▸ **Records for the exercise**
BEGIN
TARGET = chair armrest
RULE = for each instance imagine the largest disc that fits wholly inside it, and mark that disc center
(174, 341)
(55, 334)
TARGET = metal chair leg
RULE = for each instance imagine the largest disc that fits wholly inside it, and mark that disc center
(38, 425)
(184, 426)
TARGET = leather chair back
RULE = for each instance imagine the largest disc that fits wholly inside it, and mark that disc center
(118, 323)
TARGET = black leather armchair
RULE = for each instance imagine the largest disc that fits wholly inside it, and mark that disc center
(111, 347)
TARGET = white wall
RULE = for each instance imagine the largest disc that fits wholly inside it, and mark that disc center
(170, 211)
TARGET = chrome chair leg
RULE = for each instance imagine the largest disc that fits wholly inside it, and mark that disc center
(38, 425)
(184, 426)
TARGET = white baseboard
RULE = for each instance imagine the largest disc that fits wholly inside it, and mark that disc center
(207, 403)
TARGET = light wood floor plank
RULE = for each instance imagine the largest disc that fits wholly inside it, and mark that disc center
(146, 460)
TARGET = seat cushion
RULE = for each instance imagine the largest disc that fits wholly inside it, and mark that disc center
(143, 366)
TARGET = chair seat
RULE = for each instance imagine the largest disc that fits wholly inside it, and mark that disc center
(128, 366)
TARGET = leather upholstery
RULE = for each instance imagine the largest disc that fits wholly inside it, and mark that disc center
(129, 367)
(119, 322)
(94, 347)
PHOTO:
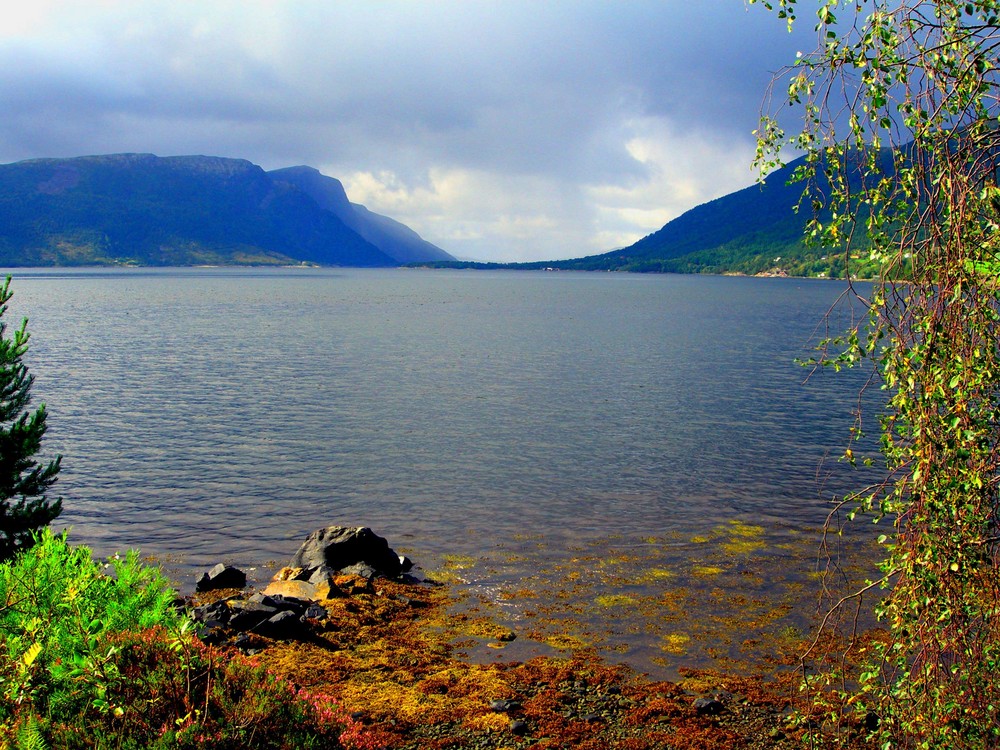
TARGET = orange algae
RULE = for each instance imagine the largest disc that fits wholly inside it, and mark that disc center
(394, 657)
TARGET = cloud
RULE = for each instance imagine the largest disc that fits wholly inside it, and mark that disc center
(499, 130)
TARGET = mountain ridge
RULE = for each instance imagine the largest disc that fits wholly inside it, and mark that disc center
(143, 209)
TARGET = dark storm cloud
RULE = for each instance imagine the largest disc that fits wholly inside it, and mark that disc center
(573, 123)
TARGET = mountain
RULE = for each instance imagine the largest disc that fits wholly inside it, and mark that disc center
(182, 210)
(395, 239)
(754, 230)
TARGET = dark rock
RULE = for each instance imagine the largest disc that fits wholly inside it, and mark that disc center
(217, 611)
(337, 547)
(250, 617)
(707, 706)
(316, 612)
(282, 626)
(361, 570)
(263, 599)
(211, 632)
(221, 577)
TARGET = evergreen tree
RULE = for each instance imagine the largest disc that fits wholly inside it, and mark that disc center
(24, 508)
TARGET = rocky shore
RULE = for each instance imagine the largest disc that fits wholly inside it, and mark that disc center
(347, 618)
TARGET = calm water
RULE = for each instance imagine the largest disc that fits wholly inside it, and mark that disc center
(210, 415)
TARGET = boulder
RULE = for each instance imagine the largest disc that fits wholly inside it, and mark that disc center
(301, 589)
(221, 577)
(334, 548)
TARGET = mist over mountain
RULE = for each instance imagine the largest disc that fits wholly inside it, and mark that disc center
(183, 210)
(755, 230)
(389, 235)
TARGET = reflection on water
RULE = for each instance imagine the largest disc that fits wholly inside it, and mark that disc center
(209, 414)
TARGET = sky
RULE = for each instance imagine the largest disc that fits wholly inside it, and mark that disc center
(502, 131)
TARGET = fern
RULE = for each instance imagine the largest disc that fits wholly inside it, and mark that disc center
(29, 736)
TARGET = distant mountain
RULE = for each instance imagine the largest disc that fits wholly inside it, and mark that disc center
(183, 210)
(752, 231)
(395, 239)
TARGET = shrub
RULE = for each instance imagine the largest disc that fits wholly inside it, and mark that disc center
(97, 656)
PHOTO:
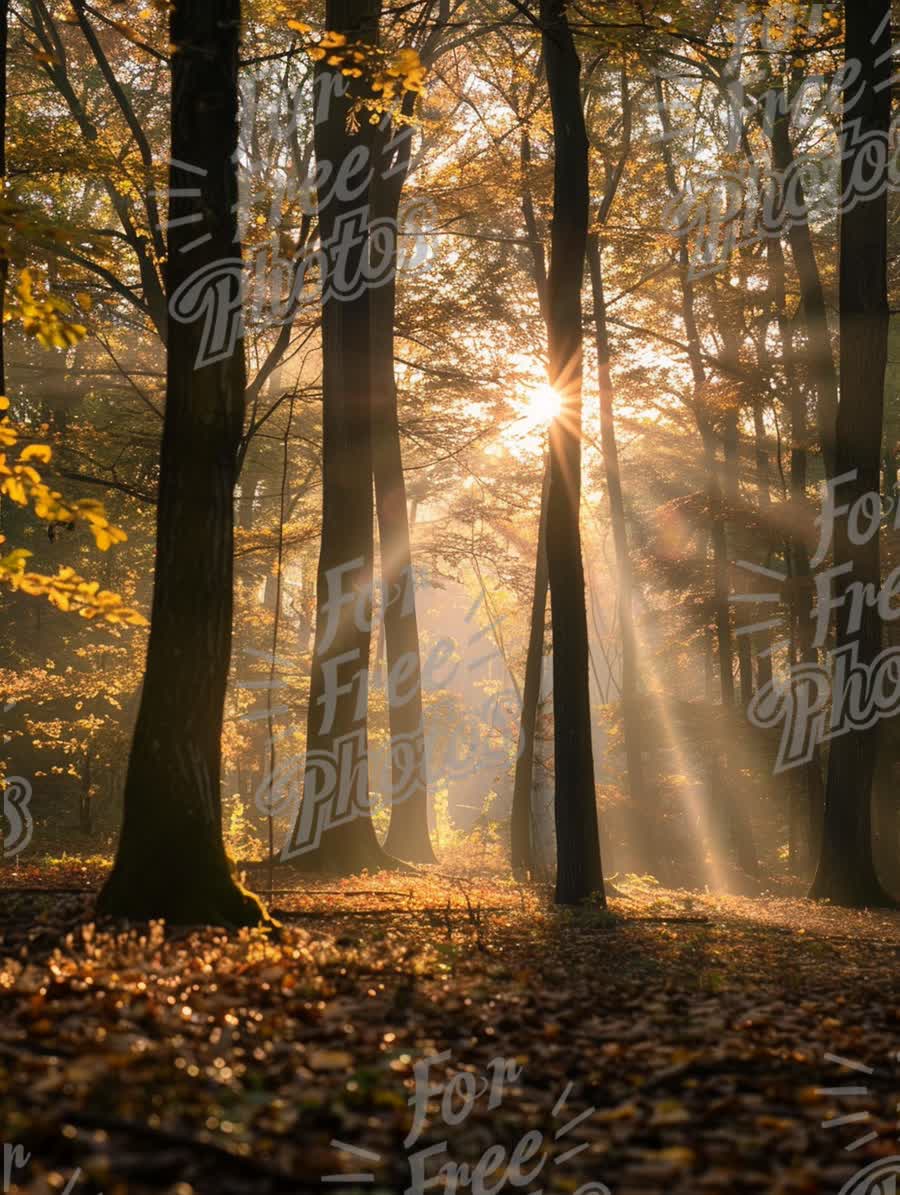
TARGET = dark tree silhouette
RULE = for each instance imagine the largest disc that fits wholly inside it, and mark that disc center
(408, 831)
(334, 829)
(579, 866)
(171, 862)
(846, 870)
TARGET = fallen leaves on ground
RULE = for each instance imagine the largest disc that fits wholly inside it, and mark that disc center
(678, 1042)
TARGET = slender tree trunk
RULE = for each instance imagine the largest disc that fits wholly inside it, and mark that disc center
(726, 810)
(801, 574)
(408, 832)
(763, 638)
(733, 497)
(4, 259)
(821, 362)
(579, 868)
(624, 577)
(846, 869)
(171, 862)
(522, 815)
(334, 829)
(521, 822)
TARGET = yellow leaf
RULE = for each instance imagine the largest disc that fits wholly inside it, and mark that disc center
(37, 452)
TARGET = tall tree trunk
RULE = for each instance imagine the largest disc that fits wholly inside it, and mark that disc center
(646, 817)
(821, 362)
(846, 870)
(724, 806)
(334, 829)
(4, 258)
(764, 638)
(802, 586)
(579, 866)
(521, 822)
(171, 862)
(408, 832)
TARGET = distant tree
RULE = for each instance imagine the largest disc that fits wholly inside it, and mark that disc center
(579, 866)
(171, 862)
(334, 829)
(846, 870)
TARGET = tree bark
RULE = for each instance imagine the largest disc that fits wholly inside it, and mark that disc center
(846, 870)
(821, 362)
(171, 862)
(647, 849)
(579, 866)
(334, 829)
(801, 576)
(521, 822)
(408, 832)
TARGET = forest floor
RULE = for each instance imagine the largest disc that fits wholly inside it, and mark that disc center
(680, 1042)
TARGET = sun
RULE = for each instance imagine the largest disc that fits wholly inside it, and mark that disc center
(544, 404)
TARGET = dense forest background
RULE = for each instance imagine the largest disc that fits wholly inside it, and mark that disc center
(709, 319)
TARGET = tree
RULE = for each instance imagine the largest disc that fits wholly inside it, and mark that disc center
END
Change "wholly" to "entirely" everywhere in the data above and give all of it again with nothing else altered. Leave the pictures out.

TARGET = chair armrest
RULE = for each instance imagine the largest disc that fits entirely inside it, and mark that disc center
(174, 341)
(55, 334)
TARGET = metal chair leg
RULE = for each instance imagine the largest disc that fits entirely inside it, and mark that disc center
(38, 425)
(184, 426)
TARGET = leather chair back
RULE = for each instance imagine the largest disc that fits entirely inside it, and mark that disc center
(118, 323)
TARGET = black leather armchair
RULE = for each instance imagine the largest disc that fits entirely inside it, and mark that disc center
(111, 347)
TARGET = white wall
RULE = for each instance imagine the largest disc that fits entirely inside it, and mark that disc center
(170, 211)
TARGET = chrome chair leg
RULE = for each instance imagine the largest disc that fits entirely inside it, and mark that disc center
(38, 425)
(184, 426)
TARGET = white baseboard
RULE = for each instance imagine the largest disc that fits entirely inside it, and mark that disc center
(207, 403)
TARGET = light wood floor plank
RULE = for each instance imagine the largest disc that fits entirely inside it, and mark that disc center
(146, 460)
TARGET = seat cushion
RULE = for each instance imagine the largest disc that fits entirely inside it, and mark that disc center
(143, 366)
TARGET = chair seat
RULE = for each instance imagine the largest disc that fits entirely inside it, and mark that disc center
(128, 366)
TARGET = leather upholstery
RULE = for each instance imagine the largest disc that fits entirely inside it, and mark that disc center
(129, 367)
(119, 322)
(94, 347)
PHOTO:
TARGET = orange algae
RULE = for each instance imagine the largest disc that fits entirely inside it, and mark that disc center
(394, 657)
TARGET = cloud
RULE = for each instance imagine the largest disc that fits entirely inside it, and mark that disc center
(499, 130)
TARGET = mountain ridge
RULE = for each instance imagine the largest disc that fits entirely inside it, and mark that disc center
(143, 209)
TARGET = dark storm cloud
RULE = for each instance imagine the largest disc that fits entirely inside it, and mark that disc center
(573, 123)
TARGET = mountain
RULE = for each instance imagine the largest disc that fits entirely inside it, and mark that disc center
(182, 210)
(395, 239)
(754, 230)
TARGET = dark rock
RULE = for each instance imagine the largest disc that fits entirely inside it, and mark that disc center
(217, 611)
(337, 547)
(250, 617)
(707, 706)
(316, 612)
(282, 626)
(361, 570)
(263, 599)
(211, 632)
(221, 577)
TARGET = evergreen tree
RULE = for each instance imagine the largest disc that fits entirely inside it, and mark that disc center
(24, 508)
TARGET = rocky shore
RULE = for each instance imagine the largest disc that fits entirely inside it, and mark that disc center
(347, 618)
TARGET = calm water
RULE = for each instance imagine the largest disc that fits entirely inside it, and mark that disc center
(210, 415)
TARGET = boulder
RULE = for each instance imagine the largest disc that fits entirely inside it, and mark that disc center
(301, 589)
(221, 577)
(334, 548)
TARGET = mist over mountain
RULE = for each instance imagine the largest disc that fits entirely inside it, and mark that disc center
(183, 210)
(755, 230)
(389, 235)
TARGET = reflection on water
RULE = for each instance imagine the largest disc that fits entirely inside it, and mark that disc center
(209, 414)
TARGET = sky
RULE = for each instance imagine the largest disc that fits entirely inside it, and mark that disc center
(502, 131)
TARGET = fern
RULE = for each instance imagine the largest disc that fits entirely inside it, and mark that disc center
(29, 736)
TARGET = distant mountain
RULE = for each instance imagine the largest disc that fits entirely inside it, and mark that disc center
(183, 210)
(752, 231)
(395, 239)
TARGET = shrub
RULE = for each instance imagine the largest disc that fits entirely inside it, and mark that disc center
(97, 656)
PHOTO:
TARGET = dark tree silhouette
RULE = for each instance imagine the largest disc that fits entirely inside it, and mark that disc center
(408, 831)
(334, 829)
(579, 866)
(171, 862)
(846, 870)
TARGET = fallen leaves on ground
RULE = for each instance imagine the largest disc that fits entirely inside it, and mark that disc center
(678, 1042)
TARGET = slender tree trunk
RULE = for each instance imagine the largest disc that fits entirely inside it, and mark that disc center
(726, 810)
(801, 574)
(408, 832)
(763, 638)
(733, 497)
(4, 259)
(821, 362)
(579, 868)
(624, 577)
(846, 869)
(171, 862)
(522, 815)
(334, 829)
(521, 822)
TARGET = yellow leaf
RULE = for each instance imagine the largest disc that fits entirely inside it, and mark that disc center
(37, 452)
TARGET = tall tree trunk
RULE = for each instance imagine the largest disc that fits entirely inside it, and mark that disc center
(646, 817)
(821, 362)
(846, 870)
(724, 806)
(334, 829)
(4, 258)
(764, 638)
(802, 586)
(579, 866)
(521, 822)
(171, 862)
(408, 832)
TARGET = distant tree
RULE = for each instance imagine the largest disc that fits entirely inside it, and mark that disc center
(579, 866)
(171, 862)
(334, 829)
(846, 870)
TARGET = tree bark
RULE = for each instance imagine the largest disc that fits entirely inside it, and mark that disc center
(846, 870)
(821, 362)
(171, 862)
(647, 849)
(579, 866)
(334, 829)
(801, 576)
(521, 822)
(408, 832)
TARGET = forest floor
RULE = for each instance imagine the largest disc that fits entirely inside it, and mark that disc center
(680, 1042)
TARGET = sun
RULE = for each instance imagine the largest disc that fits entirely inside it, and mark that disc center
(544, 404)
TARGET = dense forest background
RULE = for each instance imagine the largest disc that fits entirely inside it, and mark that disc center
(709, 319)
TARGET = tree
RULE = for each instance imagine the largest disc that fits entirely inside it, and mark that disc center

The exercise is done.